Aufgabe
Ändere „shadow on pavement“ in „shadow on asphalt“ und gib dazu die Zeilen ab der Zeile mit „Can you see the white louvered“ bis einschließlich der Zeile mit „[[898, 764], [371, 494], [80, 707], [721, 679]]“ wieder, sonst unverändert. Gib nur diese Zeilen aus.

[Sammlungseinträge]
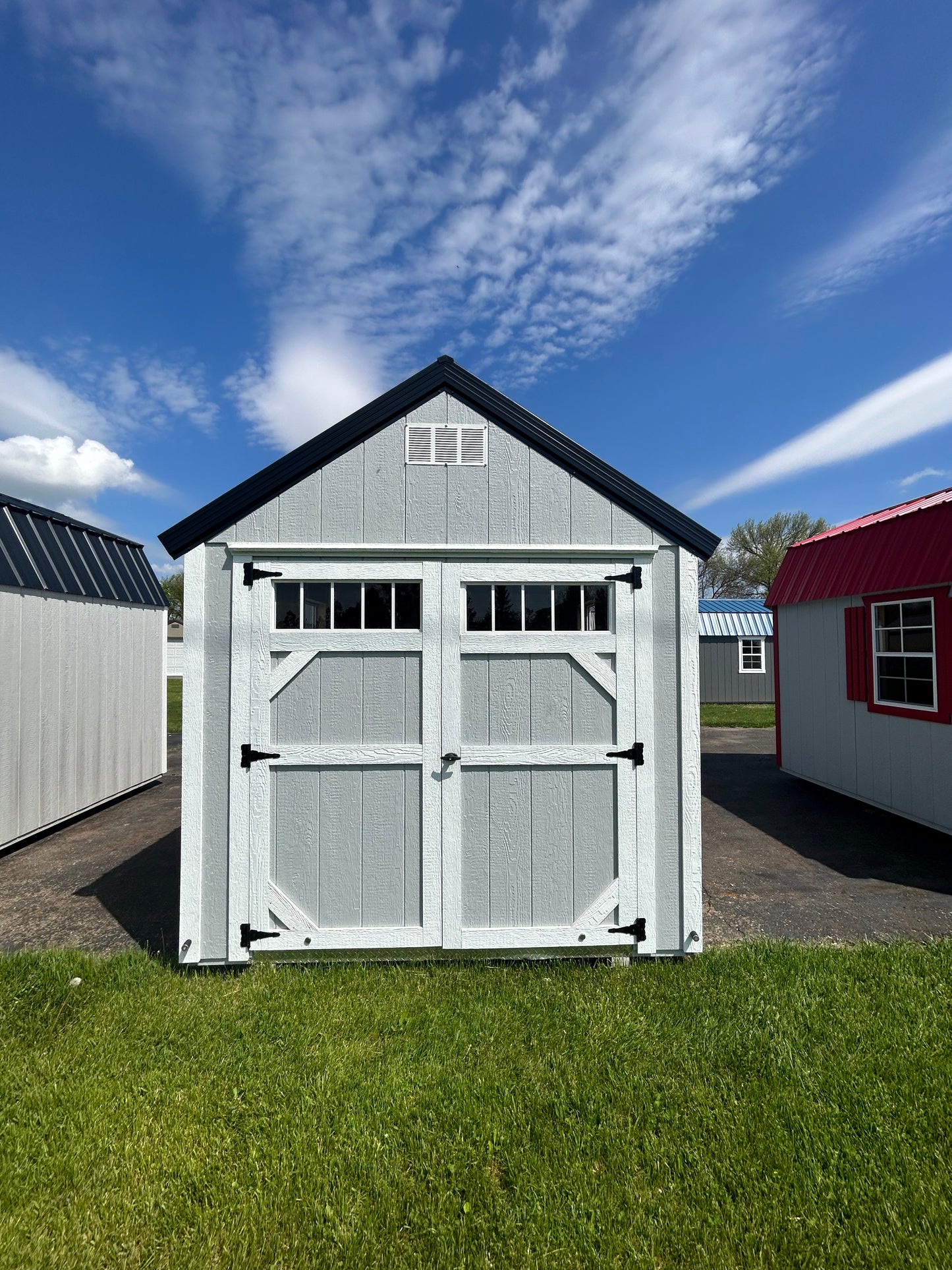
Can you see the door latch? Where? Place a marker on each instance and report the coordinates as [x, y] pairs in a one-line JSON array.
[[252, 573], [636, 930], [249, 935], [636, 753], [632, 575], [253, 756]]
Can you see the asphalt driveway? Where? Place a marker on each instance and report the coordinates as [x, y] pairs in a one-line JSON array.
[[782, 859]]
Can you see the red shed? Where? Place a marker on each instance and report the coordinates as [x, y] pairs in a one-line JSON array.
[[864, 660]]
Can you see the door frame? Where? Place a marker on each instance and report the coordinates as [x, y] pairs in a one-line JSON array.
[[631, 703], [252, 892]]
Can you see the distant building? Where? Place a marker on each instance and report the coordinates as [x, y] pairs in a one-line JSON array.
[[737, 650], [173, 654], [864, 623]]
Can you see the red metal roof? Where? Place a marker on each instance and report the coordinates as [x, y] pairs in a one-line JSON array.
[[903, 546]]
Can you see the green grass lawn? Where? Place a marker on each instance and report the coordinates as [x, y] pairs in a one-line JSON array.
[[173, 697], [758, 1107], [737, 716]]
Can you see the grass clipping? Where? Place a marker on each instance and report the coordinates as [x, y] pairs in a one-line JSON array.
[[764, 1105]]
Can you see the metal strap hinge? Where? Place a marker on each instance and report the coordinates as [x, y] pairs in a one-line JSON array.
[[632, 575], [636, 930], [253, 756], [248, 935], [636, 753], [252, 573]]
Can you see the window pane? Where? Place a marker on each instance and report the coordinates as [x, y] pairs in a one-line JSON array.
[[508, 608], [917, 612], [893, 690], [918, 641], [887, 615], [596, 608], [568, 608], [919, 668], [347, 605], [408, 606], [376, 606], [287, 606], [479, 608], [919, 693], [538, 608], [316, 606]]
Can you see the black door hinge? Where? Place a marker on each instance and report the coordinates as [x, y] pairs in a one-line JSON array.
[[248, 935], [252, 756], [632, 575], [252, 573], [636, 930], [636, 753]]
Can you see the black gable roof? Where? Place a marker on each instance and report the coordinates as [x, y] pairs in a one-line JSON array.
[[45, 550], [442, 374]]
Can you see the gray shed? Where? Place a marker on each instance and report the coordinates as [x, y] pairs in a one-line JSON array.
[[737, 650], [83, 685], [441, 691]]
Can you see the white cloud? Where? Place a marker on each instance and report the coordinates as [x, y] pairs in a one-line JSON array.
[[898, 412], [912, 215], [56, 471], [920, 475], [314, 380], [532, 216]]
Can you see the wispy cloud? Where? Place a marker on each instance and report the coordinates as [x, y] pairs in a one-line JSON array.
[[389, 208], [920, 475], [898, 412], [912, 215]]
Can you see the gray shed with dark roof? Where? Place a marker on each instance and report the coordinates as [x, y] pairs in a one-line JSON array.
[[441, 691], [83, 668]]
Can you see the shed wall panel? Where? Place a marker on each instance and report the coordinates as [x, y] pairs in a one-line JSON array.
[[895, 763], [82, 705]]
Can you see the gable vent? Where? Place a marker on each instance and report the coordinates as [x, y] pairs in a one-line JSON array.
[[446, 446]]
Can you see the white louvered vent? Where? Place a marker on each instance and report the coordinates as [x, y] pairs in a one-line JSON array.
[[446, 446], [419, 445]]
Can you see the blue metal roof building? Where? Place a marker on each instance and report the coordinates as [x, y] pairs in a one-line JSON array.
[[737, 650]]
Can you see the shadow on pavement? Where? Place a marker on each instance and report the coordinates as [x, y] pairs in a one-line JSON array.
[[142, 894], [839, 832]]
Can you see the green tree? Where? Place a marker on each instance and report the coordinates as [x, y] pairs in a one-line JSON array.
[[174, 589], [746, 562]]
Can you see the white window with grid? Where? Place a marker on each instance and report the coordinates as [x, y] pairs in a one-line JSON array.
[[752, 657]]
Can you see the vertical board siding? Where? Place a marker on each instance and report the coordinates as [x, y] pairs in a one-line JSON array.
[[898, 764], [371, 494], [80, 707], [721, 679]]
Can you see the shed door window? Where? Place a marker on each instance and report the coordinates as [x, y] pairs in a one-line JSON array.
[[347, 606], [537, 608], [904, 648], [752, 657]]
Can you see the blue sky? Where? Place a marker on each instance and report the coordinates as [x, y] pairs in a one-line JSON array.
[[710, 239]]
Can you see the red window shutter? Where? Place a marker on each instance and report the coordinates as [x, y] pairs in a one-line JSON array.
[[857, 678]]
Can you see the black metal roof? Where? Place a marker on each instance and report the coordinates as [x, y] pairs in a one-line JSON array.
[[43, 550], [441, 375]]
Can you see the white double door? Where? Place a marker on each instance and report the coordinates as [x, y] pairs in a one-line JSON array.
[[431, 786]]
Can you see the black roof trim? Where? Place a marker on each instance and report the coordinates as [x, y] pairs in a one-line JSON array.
[[439, 375], [43, 550]]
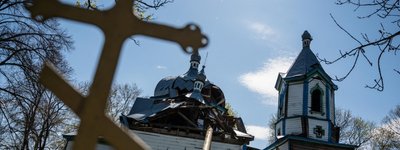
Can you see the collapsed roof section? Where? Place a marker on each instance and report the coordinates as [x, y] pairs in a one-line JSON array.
[[188, 103]]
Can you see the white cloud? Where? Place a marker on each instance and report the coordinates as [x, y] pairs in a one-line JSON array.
[[161, 67], [263, 31], [259, 132], [262, 81]]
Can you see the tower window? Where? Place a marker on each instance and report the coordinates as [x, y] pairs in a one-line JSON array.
[[316, 100]]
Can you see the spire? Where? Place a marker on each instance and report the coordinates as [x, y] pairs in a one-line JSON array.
[[195, 60], [202, 76], [306, 61], [306, 38]]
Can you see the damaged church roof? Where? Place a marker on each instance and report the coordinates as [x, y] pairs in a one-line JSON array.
[[187, 102], [306, 60]]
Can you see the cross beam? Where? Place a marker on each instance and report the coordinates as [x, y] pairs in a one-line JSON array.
[[117, 23]]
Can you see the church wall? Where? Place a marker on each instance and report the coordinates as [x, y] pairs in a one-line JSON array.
[[284, 146], [332, 106], [293, 126], [295, 102], [168, 142], [312, 83], [312, 123], [70, 144], [279, 126]]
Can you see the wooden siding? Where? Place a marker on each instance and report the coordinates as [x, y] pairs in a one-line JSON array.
[[311, 85], [278, 126], [312, 123], [293, 126], [70, 144], [332, 105], [295, 100], [167, 142], [299, 145], [284, 146]]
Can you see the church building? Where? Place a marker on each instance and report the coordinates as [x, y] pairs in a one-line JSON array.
[[187, 112], [306, 106]]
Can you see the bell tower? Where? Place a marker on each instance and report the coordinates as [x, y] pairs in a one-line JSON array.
[[306, 105]]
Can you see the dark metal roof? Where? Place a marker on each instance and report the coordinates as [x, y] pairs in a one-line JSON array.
[[305, 62], [143, 108], [306, 35]]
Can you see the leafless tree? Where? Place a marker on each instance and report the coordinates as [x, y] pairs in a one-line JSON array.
[[30, 114], [353, 130], [343, 119], [392, 121], [120, 101], [385, 139], [372, 48]]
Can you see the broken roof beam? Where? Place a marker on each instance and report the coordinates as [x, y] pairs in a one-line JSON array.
[[187, 119]]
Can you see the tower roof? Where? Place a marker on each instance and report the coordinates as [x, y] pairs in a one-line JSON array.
[[305, 62]]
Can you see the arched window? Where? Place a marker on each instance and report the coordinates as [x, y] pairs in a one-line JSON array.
[[316, 100]]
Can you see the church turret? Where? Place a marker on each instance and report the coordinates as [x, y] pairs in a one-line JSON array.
[[306, 98], [306, 106]]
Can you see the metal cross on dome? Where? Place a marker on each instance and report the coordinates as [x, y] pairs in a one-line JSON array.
[[117, 23]]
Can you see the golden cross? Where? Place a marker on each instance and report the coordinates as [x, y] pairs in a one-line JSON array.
[[117, 23]]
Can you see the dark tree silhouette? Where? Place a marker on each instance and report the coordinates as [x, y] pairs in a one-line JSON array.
[[385, 43], [29, 114]]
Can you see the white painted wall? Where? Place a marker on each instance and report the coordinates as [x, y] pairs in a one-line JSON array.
[[168, 142], [284, 146], [332, 105], [293, 126], [295, 100], [98, 146], [278, 126], [311, 85], [312, 123]]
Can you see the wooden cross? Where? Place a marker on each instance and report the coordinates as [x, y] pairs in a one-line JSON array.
[[117, 23]]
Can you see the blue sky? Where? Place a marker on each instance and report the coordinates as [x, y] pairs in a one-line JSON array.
[[250, 43]]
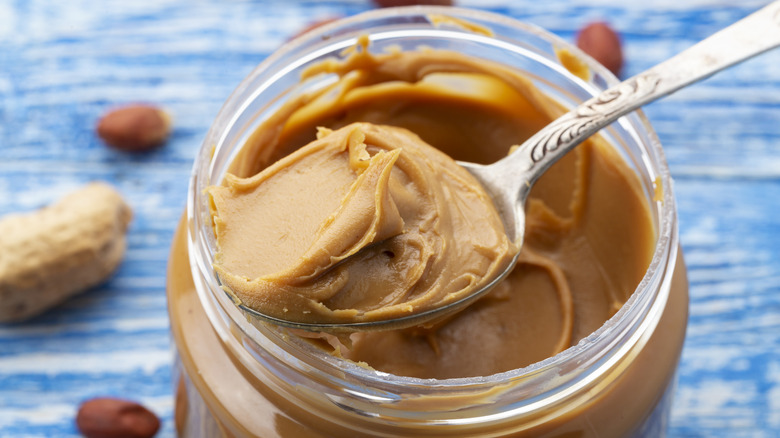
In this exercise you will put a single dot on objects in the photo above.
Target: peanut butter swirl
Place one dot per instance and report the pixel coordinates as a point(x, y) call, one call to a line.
point(588, 240)
point(367, 222)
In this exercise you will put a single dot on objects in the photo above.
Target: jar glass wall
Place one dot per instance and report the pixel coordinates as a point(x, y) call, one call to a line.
point(238, 377)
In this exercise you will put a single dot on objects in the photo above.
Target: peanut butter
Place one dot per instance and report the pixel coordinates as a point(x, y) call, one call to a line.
point(589, 236)
point(367, 222)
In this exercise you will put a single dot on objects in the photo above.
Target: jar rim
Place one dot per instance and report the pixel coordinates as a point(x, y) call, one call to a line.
point(644, 301)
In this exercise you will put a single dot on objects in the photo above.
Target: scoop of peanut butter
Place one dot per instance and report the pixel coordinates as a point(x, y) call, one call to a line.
point(367, 222)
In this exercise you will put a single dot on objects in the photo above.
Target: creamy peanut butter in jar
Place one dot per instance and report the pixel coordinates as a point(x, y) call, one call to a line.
point(582, 339)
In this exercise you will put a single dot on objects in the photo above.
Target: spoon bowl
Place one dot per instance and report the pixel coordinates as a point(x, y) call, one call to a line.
point(509, 180)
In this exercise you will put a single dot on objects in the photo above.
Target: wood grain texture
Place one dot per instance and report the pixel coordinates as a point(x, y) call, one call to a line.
point(63, 63)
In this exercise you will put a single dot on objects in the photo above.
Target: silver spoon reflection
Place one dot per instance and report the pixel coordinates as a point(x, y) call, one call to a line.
point(510, 179)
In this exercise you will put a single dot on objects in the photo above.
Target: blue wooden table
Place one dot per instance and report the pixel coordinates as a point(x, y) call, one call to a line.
point(63, 63)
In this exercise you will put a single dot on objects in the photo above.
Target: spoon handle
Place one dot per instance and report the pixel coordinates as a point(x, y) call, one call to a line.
point(744, 39)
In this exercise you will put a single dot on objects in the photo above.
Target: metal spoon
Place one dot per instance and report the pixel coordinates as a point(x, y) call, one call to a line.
point(510, 179)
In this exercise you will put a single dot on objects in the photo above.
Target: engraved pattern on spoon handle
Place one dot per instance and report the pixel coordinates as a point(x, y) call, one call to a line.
point(742, 40)
point(591, 116)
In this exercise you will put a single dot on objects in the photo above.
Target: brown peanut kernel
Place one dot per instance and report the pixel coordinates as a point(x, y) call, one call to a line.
point(601, 42)
point(134, 127)
point(116, 418)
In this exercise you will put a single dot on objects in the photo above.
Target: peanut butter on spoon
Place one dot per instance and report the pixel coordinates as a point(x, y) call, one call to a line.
point(365, 223)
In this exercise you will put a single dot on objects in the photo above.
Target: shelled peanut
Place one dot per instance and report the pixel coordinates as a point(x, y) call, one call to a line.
point(58, 251)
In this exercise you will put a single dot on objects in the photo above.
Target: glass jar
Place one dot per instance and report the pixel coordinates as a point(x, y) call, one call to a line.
point(237, 377)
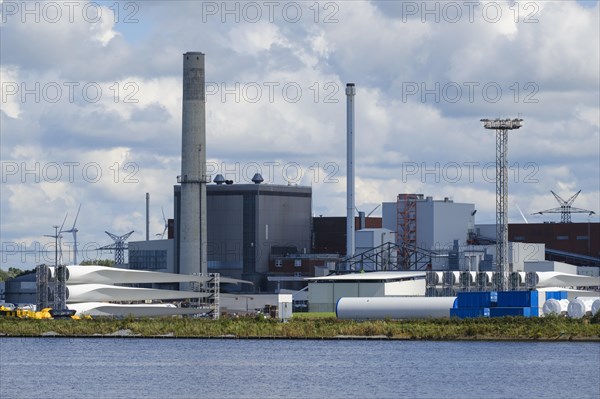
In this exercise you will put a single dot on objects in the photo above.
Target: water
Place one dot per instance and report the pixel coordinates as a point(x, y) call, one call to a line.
point(181, 368)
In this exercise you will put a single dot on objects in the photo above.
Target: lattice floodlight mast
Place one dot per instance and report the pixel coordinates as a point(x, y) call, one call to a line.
point(565, 209)
point(502, 126)
point(118, 246)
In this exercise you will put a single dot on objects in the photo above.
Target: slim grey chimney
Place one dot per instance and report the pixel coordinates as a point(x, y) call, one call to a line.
point(350, 93)
point(192, 247)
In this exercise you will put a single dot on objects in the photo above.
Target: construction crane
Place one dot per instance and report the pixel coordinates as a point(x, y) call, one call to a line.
point(565, 209)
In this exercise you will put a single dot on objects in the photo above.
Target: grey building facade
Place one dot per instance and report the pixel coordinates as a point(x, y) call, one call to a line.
point(437, 223)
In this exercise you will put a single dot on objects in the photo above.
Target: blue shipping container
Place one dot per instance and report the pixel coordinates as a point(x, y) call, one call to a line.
point(469, 313)
point(517, 299)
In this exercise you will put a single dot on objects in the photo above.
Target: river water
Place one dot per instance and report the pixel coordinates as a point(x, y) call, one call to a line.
point(213, 368)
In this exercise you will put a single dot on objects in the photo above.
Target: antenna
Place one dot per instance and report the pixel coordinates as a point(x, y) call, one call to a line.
point(73, 230)
point(565, 209)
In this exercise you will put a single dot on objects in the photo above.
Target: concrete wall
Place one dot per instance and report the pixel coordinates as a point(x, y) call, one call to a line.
point(144, 255)
point(323, 296)
point(549, 266)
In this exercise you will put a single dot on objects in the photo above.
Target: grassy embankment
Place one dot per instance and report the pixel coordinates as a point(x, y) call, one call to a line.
point(323, 327)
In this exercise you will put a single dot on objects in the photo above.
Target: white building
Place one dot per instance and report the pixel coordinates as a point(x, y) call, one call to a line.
point(435, 223)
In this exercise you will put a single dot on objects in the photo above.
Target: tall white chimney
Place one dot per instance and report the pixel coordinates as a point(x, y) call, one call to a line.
point(192, 242)
point(350, 93)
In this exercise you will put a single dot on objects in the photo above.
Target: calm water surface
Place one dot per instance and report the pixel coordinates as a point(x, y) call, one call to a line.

Antwort
Can you see the white louvered vent? Where? Place a marker on each instance and report the coordinates as [x, y] pairs in a one-line JSON array.
[[446, 446], [419, 445]]
Can you see the blue metal roof building? Where? Place a marker on each instance and report the coordinates as [x, y] pairs in a one-line JSON array.
[[737, 650]]
Can you see the shadow on asphalt? Where? Place a marker on each instance and report the coordinates as [x, y] pairs in a one-line JSON array.
[[142, 894], [839, 832]]
Can you see the green tree? Where? Place a marker on each instance and report the coordinates as [x, y] pairs in a one-line JSON array.
[[174, 589], [746, 562]]
Can you see the white window with grid? Where? Place a marker on each instance and report the coordinates as [x, y] pairs in a one-line JSON array.
[[752, 657]]
Can you see the vertical board siding? Where? Place a marker on each instance and report the coordinates as [x, y] pairs in a one-line JSON array.
[[898, 764], [371, 494], [80, 707], [721, 679]]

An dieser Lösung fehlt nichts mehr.